[Image-grounded pointing data]
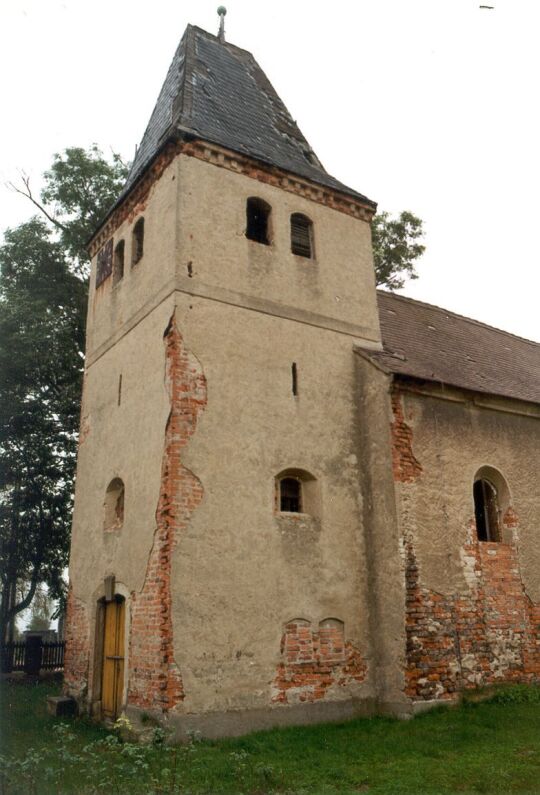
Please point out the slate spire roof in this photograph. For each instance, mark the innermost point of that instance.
(217, 92)
(433, 344)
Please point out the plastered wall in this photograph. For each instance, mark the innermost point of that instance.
(214, 574)
(472, 607)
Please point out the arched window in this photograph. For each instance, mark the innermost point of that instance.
(114, 505)
(301, 236)
(297, 491)
(257, 220)
(290, 495)
(118, 262)
(486, 510)
(137, 242)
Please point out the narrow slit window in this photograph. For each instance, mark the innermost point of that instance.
(290, 495)
(137, 242)
(294, 376)
(486, 511)
(258, 220)
(114, 505)
(301, 236)
(118, 264)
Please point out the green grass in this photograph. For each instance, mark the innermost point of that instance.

Task prompt:
Quote every record above exactly, leaving out the pictures.

Task solution:
Please point out the slate spire roof in this photograph. For each instance, mark the innermost point of that instance.
(217, 92)
(433, 344)
Please point out the plastered wall in this photograph. For each instance, mark the innermost point of that instance.
(214, 574)
(472, 607)
Please point out the arched window in this photograph. For each instance, mark the innermost point of that instance.
(114, 505)
(301, 236)
(297, 491)
(257, 220)
(290, 495)
(118, 262)
(486, 510)
(137, 242)
Please point out the narrow slit window in this photograph. For each instance, mark the innermost point of that instance.
(290, 495)
(137, 242)
(294, 376)
(486, 511)
(258, 220)
(114, 505)
(301, 236)
(118, 264)
Please point out the green grass in this photograph. For each instance, mark the innermost point of that instance.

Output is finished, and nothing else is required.